As atividades humanas se iniciaram praticamente sem nenhum recurso reprodutivo. Inicialmente os povos mais antigos só possuíam a fundição do bronze e a produção de blocos. Os vasos gregos e as cópias dos monges medievais marcam bem a dificuldade que a humanidade passou para manter certos conhecimentos e histórias a salvo do esquecimento.

Posteriormente veio a xilogravura, a litografia até chegar à invenção da imprensa e do livro, que tornou possível a reprodução de palavras, mas também e o que foi mais impressionante, a de imagens idênticas. Isso até que com a invenção da fotografia sucedeu-se o início de uma revolução sem antecedentes. “Uma vez que olho apreende mais depressa do que a mão desenha, o processo de reprodução de imagens foi tão extraordinariamente acelerado que pode colocar-se a par da fala” (p.3), e assim a reprodução da técnica deu seu primeiro passo em um caminho onde a mão do fazer humano se tornaria cada vez mais dispensável.

■ **Registros do conjunto**
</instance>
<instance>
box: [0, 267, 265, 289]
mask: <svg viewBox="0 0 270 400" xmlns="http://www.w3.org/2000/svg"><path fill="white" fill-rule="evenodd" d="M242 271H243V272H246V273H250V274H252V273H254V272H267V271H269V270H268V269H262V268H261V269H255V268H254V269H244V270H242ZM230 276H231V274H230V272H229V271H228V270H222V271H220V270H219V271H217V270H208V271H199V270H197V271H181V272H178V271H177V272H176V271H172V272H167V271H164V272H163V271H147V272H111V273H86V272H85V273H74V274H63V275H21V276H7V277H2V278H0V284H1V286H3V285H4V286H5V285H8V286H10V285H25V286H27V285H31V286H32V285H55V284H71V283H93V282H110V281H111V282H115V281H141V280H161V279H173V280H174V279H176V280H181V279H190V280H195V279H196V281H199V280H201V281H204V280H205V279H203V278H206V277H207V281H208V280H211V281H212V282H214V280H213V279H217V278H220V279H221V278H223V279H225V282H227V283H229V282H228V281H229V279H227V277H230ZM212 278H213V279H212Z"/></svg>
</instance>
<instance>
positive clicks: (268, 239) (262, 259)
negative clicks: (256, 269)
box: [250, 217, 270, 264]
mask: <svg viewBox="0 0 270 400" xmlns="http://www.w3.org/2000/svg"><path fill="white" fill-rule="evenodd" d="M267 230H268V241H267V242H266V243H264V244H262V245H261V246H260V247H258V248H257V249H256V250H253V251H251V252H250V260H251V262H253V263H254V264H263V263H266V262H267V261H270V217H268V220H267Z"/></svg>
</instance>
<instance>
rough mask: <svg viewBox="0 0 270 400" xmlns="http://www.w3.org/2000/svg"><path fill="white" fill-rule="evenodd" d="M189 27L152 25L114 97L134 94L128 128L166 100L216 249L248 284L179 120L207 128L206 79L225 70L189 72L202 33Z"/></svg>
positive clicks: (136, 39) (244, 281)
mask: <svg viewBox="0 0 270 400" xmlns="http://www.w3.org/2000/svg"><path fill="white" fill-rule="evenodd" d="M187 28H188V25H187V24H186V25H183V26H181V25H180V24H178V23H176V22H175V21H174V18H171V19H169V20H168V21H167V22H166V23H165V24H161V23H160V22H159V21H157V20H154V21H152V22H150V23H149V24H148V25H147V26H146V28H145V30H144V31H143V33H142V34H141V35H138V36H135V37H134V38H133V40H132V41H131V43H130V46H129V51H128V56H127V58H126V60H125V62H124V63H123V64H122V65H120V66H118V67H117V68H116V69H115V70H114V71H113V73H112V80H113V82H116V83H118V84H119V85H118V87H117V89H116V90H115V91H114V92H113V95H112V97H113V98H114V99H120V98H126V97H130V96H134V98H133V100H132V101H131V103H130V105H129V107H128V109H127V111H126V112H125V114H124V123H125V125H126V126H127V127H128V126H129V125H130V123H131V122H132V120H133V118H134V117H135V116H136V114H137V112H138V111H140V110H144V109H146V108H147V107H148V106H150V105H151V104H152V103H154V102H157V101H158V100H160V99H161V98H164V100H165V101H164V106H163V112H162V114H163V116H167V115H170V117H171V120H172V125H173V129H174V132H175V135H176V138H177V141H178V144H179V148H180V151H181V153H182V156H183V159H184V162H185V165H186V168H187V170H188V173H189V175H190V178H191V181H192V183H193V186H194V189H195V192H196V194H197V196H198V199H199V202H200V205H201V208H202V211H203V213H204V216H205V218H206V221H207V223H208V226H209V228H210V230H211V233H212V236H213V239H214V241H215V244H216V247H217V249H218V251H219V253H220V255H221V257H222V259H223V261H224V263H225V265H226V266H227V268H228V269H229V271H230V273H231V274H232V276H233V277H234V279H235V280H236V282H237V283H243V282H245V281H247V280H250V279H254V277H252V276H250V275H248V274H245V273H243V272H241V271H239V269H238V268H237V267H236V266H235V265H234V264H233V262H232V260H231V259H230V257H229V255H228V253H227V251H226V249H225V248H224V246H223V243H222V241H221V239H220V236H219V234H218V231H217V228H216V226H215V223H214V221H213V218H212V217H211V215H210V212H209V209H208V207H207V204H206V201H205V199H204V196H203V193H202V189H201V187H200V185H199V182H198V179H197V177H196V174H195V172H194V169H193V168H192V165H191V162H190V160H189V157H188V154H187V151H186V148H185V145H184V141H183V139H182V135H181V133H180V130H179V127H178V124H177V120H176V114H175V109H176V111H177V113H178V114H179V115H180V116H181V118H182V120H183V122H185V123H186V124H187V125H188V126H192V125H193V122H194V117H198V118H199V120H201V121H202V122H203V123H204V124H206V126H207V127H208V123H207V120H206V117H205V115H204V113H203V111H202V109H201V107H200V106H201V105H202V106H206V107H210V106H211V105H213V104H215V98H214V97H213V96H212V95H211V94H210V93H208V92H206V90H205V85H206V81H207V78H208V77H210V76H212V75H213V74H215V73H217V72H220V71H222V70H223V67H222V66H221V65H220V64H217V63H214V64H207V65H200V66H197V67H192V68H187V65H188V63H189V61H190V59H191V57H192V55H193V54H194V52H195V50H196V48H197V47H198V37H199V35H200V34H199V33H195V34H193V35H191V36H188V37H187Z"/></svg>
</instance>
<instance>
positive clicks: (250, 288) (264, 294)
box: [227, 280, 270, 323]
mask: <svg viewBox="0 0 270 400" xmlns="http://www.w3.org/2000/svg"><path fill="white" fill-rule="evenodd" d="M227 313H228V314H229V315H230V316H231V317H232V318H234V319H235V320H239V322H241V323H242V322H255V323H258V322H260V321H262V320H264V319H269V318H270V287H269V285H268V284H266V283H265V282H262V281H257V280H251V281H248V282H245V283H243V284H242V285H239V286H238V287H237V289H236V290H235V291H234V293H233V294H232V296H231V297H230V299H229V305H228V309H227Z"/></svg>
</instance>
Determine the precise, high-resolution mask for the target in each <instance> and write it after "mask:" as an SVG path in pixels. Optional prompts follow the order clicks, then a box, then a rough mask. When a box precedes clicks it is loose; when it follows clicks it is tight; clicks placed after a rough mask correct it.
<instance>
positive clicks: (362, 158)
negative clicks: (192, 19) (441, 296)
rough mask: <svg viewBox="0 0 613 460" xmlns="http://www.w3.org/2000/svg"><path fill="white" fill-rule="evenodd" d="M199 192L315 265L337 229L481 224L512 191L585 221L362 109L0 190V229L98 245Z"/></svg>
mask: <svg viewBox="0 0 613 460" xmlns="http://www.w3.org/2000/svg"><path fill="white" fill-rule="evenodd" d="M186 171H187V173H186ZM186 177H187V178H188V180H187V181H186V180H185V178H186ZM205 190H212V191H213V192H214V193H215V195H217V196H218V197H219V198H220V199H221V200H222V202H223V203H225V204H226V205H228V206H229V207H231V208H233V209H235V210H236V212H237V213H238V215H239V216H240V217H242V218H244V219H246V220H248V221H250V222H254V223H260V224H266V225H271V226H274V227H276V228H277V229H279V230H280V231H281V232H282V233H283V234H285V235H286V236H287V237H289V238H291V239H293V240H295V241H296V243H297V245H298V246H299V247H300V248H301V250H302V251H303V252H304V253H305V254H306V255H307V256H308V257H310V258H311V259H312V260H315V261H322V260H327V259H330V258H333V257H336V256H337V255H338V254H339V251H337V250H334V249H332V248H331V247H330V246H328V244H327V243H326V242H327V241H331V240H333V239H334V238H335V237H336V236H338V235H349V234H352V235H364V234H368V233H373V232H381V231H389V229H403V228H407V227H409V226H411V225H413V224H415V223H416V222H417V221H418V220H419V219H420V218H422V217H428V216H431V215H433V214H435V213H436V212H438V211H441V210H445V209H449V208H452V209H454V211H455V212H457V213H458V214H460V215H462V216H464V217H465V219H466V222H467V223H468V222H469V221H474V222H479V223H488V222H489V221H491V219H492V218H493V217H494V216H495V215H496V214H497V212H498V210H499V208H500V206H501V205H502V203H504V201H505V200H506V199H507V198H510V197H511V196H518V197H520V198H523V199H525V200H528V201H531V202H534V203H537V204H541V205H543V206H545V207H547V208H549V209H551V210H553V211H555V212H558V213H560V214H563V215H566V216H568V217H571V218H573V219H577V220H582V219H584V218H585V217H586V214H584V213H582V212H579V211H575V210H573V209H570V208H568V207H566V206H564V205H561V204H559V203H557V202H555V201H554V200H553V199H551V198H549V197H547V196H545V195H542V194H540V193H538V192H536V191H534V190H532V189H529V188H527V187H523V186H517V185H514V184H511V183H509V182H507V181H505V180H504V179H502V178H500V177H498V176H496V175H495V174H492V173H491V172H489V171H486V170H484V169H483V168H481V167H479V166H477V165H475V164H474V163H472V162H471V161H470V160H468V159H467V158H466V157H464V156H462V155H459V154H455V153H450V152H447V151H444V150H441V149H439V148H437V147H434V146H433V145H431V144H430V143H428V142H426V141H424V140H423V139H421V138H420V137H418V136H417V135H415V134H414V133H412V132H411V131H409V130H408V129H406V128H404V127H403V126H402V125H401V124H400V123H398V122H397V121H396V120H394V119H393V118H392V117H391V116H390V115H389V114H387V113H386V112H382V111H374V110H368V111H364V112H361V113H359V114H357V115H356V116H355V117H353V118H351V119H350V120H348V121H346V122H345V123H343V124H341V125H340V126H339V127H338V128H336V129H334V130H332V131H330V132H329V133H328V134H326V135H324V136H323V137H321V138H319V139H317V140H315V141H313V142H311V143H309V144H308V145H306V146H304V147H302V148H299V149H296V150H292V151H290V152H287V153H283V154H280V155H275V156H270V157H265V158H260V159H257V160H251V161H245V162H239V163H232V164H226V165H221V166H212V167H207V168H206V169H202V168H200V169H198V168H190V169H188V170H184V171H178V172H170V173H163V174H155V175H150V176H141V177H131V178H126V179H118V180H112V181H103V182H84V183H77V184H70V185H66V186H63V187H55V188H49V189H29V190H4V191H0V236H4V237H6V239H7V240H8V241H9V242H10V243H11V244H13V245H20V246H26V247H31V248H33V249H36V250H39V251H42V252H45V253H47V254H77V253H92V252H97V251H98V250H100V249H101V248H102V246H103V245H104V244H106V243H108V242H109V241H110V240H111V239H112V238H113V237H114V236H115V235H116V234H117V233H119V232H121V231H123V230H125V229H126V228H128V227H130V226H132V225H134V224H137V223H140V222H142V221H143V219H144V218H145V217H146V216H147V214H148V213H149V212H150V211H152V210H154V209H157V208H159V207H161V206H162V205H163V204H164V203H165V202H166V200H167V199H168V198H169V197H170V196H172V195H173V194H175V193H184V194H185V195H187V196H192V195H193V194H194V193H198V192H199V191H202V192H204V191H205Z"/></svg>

■ **Tarefas a realizar**
a) Responda, com base no texto sobre a história da reprodução, a cada pergunta em uma linha própria:
(i) O que os povos mais antigos possuíam inicialmente?
(ii) A invenção da imprensa e do livro tornou possível a reprodução de quê?
(iii) Com qual invenção teve início uma revolução sem antecedentes?
b) Resuma o texto sobre a história da reprodução em duas frases.
c) Reproduza o trecho do texto sobre a história da reprodução entre "As atividades humanas" e "salvo do esquecimento.", inclusive.
Os registros foram obtidos de uma fonte diferente da do texto.

■ **Respostas do exercício**
a)
(i) A fundição do bronze e a produção de blocos.
(ii) De palavras e também de imagens idênticas.
(iii) Com a invenção da fotografia.

b) Os povos mais antigos dispunham apenas da fundição do bronze e da produção de blocos. Depois vieram a xilogravura, a litografia, a imprensa e o livro, que permitiram reproduzir palavras e imagens idênticas, até que a fotografia iniciou uma revolução sem antecedentes, na qual a mão humana se tornaria cada vez mais dispensável.

c)
As atividades humanas se iniciaram praticamente sem nenhum recurso reprodutivo. Inicialmente os povos mais antigos só possuíam a fundição do bronze e a produção de blocos. Os vasos gregos e as cópias dos monges medievais marcam bem a dificuldade que a humanidade passou para manter certos conhecimentos e histórias a salvo do esquecimento.